THE TASK - Starting at the line that holds "the wooden beam", set down each line through the end of the listing, exactly as written and with nothing added.

── SOURCE MATERIAL ──

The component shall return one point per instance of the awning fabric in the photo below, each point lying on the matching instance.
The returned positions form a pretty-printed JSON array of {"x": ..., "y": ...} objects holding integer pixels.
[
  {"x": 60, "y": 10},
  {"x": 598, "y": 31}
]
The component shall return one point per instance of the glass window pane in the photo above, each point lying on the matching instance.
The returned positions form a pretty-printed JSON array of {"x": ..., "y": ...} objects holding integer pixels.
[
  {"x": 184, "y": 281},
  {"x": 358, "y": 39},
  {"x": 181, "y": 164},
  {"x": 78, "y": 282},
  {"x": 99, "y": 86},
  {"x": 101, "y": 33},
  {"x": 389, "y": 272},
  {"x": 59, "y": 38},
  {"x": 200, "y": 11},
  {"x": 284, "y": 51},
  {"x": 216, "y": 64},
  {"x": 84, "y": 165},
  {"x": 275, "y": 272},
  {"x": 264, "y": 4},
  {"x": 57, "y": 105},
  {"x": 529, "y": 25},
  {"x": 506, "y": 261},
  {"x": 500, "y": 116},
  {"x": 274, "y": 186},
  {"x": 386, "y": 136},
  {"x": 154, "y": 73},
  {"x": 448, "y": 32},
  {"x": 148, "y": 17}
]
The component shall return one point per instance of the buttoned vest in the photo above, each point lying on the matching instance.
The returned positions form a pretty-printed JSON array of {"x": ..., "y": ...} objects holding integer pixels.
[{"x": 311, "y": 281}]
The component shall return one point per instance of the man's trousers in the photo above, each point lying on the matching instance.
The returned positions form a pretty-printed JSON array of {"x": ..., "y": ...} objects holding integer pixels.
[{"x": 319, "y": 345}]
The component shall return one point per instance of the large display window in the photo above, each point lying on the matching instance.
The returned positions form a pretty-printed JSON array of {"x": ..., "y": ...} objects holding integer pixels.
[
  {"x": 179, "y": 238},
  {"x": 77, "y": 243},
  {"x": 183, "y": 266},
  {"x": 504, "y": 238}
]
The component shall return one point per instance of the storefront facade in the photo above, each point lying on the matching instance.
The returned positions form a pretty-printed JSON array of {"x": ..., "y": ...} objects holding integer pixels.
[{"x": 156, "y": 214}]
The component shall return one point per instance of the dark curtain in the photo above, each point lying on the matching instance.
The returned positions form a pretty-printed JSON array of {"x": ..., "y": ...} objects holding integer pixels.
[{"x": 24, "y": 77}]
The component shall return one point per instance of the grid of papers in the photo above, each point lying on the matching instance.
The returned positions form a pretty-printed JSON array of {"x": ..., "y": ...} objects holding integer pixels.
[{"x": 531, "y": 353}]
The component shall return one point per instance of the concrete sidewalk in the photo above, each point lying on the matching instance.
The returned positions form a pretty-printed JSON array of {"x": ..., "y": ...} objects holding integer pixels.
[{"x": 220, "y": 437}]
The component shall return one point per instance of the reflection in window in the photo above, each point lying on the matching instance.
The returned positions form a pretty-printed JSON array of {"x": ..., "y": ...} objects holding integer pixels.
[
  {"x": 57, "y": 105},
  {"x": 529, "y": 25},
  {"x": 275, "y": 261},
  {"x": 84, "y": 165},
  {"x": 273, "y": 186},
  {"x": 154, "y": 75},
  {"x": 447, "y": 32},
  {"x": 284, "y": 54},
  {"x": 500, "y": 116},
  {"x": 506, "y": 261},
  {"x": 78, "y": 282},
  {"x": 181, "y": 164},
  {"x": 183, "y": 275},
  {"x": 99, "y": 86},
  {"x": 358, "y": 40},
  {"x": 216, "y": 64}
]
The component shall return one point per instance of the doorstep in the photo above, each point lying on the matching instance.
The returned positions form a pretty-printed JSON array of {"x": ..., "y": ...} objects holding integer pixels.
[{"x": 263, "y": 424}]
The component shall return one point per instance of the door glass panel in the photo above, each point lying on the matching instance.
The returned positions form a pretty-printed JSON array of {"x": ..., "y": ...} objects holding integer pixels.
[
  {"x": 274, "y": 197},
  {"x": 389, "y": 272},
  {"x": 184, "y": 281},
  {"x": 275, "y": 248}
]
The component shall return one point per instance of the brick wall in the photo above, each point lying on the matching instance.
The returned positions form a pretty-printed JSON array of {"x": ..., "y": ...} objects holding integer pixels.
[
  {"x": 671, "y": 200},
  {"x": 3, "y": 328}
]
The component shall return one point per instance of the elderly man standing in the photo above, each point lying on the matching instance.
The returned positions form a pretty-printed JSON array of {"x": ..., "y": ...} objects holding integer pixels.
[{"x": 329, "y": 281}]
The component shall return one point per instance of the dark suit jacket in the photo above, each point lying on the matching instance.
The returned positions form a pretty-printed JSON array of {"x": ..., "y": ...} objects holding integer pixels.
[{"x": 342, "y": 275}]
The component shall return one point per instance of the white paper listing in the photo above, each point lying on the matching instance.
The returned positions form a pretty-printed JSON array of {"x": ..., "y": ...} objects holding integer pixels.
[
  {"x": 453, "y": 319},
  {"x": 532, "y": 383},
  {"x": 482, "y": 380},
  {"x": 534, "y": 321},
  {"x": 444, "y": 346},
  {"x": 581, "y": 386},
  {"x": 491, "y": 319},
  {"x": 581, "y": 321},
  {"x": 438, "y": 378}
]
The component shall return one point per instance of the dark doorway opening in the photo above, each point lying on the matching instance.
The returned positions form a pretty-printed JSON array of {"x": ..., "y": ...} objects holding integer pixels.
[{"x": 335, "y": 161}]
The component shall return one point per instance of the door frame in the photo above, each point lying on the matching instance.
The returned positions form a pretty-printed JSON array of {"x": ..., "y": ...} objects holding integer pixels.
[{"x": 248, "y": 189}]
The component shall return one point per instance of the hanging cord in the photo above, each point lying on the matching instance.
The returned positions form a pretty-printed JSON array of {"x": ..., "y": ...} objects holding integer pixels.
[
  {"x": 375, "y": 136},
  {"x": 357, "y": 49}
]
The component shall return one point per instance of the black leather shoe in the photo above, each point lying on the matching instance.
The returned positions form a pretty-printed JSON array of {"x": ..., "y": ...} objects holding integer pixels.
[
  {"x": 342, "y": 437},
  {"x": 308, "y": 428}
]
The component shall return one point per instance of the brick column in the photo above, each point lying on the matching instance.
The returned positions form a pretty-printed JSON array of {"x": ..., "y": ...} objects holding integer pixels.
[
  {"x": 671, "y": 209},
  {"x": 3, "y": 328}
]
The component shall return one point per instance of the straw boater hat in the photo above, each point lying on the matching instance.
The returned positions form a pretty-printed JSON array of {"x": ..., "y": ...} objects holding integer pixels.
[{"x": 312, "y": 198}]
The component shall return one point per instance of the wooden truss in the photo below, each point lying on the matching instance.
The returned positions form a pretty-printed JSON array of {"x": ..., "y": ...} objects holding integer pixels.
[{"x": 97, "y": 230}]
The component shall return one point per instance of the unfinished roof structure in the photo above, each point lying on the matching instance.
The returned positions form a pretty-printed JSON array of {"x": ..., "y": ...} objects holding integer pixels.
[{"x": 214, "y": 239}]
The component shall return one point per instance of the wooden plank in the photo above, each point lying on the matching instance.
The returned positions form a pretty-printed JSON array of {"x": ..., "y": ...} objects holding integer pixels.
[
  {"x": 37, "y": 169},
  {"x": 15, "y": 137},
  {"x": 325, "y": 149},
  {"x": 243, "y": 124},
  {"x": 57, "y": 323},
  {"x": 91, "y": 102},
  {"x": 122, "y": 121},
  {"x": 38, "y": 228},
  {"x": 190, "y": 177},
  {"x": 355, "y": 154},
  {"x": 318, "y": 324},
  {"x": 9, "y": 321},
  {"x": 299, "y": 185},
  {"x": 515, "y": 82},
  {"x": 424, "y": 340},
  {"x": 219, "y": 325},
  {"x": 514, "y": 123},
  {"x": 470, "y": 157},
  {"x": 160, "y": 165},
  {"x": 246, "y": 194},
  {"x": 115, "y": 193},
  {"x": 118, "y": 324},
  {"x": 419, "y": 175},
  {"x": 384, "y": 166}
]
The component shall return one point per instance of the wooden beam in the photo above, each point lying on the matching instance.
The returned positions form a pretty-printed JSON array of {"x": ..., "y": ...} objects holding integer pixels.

───

TASK SOLUTION -
The component shall return one point per instance of the wooden beam in the photo above, each point lying on the matching instance.
The returned positions form a pretty-printed JSON array of {"x": ..., "y": ...} objects holding integer pixels.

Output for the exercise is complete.